**PROVIDED ENTRIES**

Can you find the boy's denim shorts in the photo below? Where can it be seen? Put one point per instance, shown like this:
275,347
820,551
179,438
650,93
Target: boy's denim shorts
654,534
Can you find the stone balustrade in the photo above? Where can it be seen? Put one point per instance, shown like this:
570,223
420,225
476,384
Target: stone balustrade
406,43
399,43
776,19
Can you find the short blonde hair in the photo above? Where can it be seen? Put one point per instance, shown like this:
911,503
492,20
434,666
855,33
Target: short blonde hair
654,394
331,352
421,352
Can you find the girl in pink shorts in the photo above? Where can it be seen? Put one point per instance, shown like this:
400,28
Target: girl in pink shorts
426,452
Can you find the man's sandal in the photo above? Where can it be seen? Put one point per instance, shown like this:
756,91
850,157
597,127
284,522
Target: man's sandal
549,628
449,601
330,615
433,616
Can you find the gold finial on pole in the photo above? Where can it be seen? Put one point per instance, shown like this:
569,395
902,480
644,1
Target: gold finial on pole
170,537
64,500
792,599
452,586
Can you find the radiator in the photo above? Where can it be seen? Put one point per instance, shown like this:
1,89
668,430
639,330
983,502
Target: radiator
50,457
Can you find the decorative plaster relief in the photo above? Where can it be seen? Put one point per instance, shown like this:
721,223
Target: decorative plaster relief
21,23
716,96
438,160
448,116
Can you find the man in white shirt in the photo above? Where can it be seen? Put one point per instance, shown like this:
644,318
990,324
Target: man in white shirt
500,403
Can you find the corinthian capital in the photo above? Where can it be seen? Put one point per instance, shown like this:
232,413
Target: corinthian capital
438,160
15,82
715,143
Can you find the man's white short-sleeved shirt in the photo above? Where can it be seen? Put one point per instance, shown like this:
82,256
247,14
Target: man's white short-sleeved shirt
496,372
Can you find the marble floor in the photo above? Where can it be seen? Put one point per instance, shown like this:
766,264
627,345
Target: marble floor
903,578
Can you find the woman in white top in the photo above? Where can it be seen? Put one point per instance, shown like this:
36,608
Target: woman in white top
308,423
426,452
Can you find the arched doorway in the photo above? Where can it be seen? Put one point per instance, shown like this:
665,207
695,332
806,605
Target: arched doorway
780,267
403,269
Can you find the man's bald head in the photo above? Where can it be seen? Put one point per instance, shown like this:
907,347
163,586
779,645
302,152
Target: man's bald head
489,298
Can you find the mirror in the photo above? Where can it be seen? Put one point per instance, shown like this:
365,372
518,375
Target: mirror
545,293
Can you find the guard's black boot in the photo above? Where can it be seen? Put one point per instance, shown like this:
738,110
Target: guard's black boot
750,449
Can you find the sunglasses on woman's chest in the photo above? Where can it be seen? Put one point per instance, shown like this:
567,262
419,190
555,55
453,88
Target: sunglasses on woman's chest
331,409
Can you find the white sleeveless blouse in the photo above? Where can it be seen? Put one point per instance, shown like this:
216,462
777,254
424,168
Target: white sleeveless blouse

**DIRECTIONS FOR THIS TASK**
Starting with the line that contains "Can you find the guard's" and going on through the end of the data above, write those lines out again with the requests included. Scale every answer coordinate by 2.5 and round to whole numbers, with halves rounded up, but leave the numbers in the requests and their format samples unchanged.

**WRITTEN SOLUTION**
Can you find the guard's black boot in the photo above? Where can it be seen? Put one point per instance, shown like this:
738,110
Target: guard's black boot
1875,1123
Can you find the sunglasses on woman's chest in the photo above? Where can it be seen? Put one point per instance, shown like this:
567,262
419,190
555,55
453,88
Target: sunglasses on woman's chest
828,1023
Can you find the white sleeveless blouse in the photo above? Where can it be seen? Put one point per instance, shown like this:
216,462
777,254
424,168
Target: white sleeveless blouse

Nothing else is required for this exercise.